◆ Task directions ◆
Render the stretch of entries below from the line containing "Phrase -- sea", inclusive, through the end as a JSON list of strings, one string per line, with blank lines omitted. Leave the pictures out of the answer.

◆ Data lines ◆
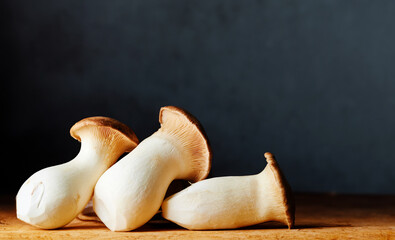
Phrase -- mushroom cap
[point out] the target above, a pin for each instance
(190, 133)
(284, 190)
(106, 124)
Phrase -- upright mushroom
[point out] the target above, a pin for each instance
(54, 196)
(130, 193)
(233, 202)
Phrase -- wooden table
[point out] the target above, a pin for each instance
(317, 217)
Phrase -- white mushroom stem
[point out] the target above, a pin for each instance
(54, 196)
(148, 170)
(233, 202)
(130, 193)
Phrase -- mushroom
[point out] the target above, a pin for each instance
(54, 196)
(233, 202)
(131, 192)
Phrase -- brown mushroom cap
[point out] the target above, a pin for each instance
(108, 125)
(190, 133)
(285, 191)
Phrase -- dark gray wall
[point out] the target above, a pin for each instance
(311, 81)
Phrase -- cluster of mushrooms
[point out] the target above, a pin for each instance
(127, 193)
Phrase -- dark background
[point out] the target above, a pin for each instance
(311, 81)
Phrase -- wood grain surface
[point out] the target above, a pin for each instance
(317, 217)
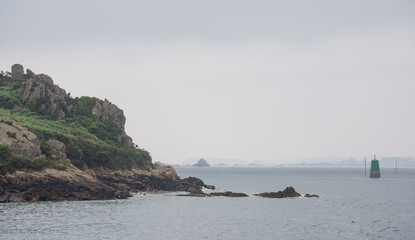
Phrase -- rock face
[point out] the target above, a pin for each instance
(20, 141)
(201, 163)
(39, 92)
(57, 146)
(17, 72)
(288, 192)
(311, 195)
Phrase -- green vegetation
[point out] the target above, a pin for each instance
(9, 97)
(90, 143)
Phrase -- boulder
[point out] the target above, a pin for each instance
(287, 192)
(20, 141)
(17, 72)
(201, 163)
(57, 146)
(45, 79)
(311, 195)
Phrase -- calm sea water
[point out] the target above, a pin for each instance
(351, 206)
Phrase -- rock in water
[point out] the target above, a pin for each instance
(17, 72)
(201, 163)
(288, 192)
(374, 168)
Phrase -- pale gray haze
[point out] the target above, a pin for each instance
(273, 81)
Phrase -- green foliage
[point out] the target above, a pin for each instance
(90, 143)
(9, 97)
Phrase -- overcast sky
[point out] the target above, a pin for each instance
(274, 81)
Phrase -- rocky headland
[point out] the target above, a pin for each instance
(55, 147)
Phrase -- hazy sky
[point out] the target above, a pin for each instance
(251, 80)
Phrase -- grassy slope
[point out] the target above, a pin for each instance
(90, 143)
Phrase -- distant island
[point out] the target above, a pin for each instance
(201, 163)
(55, 147)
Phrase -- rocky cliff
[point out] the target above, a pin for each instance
(55, 147)
(38, 92)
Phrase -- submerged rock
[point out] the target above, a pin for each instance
(311, 195)
(98, 184)
(288, 192)
(201, 163)
(214, 194)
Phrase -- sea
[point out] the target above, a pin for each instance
(350, 206)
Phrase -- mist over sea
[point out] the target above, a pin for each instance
(351, 206)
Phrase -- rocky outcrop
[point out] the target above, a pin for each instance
(311, 195)
(56, 185)
(104, 111)
(288, 192)
(17, 72)
(201, 163)
(38, 91)
(161, 179)
(20, 141)
(200, 193)
(100, 184)
(57, 147)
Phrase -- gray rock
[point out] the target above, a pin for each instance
(104, 110)
(58, 146)
(20, 141)
(30, 73)
(45, 78)
(17, 72)
(201, 163)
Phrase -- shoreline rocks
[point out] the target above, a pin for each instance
(213, 194)
(98, 184)
(287, 192)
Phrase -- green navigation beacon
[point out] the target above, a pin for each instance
(374, 168)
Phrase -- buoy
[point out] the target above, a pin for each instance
(374, 168)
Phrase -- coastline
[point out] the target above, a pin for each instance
(74, 184)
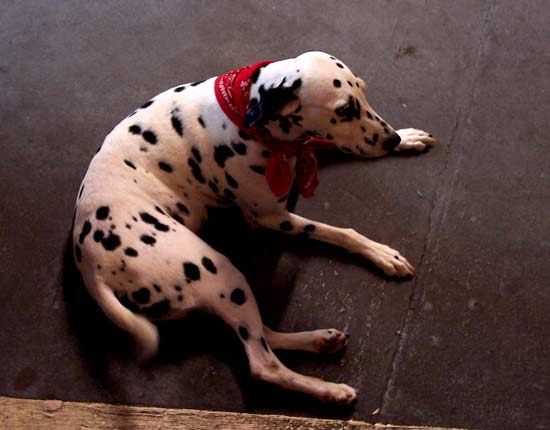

◆ Full solution ◆
[
  "Phrase -- sea",
  "[point out] the target above, a pin for each instance",
  "(350, 206)",
  "Phrase -- mist over sea",
  "[point out] the target above, a pin for each instance",
  "(351, 206)",
  "Phrase -- rocky outcrop",
  "[point out] the target above, a pin for each instance",
  "(311, 195)",
  "(56, 185)",
  "(104, 111)",
  "(288, 192)",
  "(17, 72)",
  "(201, 163)",
  "(38, 91)",
  "(161, 179)",
  "(20, 141)",
  "(200, 193)",
  "(100, 184)",
  "(57, 147)",
  "Phrase -- gray rock",
  "[point out] the target above, a pin for each instance",
  "(104, 110)",
  "(58, 146)",
  "(20, 141)",
  "(30, 73)",
  "(45, 78)",
  "(17, 72)",
  "(201, 163)",
  "Phrase -- shoreline rocks",
  "[point out] the target above, a pin for each instance",
  "(213, 194)",
  "(98, 184)",
  "(287, 192)",
  "Phrase -- green navigation beacon",
  "[point out] the target above, a pin for each instance",
  "(374, 168)",
  "Phrase -- buoy",
  "[point out] the target above, a pin for each instance",
  "(374, 168)",
  "Phrase -- coastline",
  "[point out] the target above, a pin for each instance",
  "(74, 184)"
]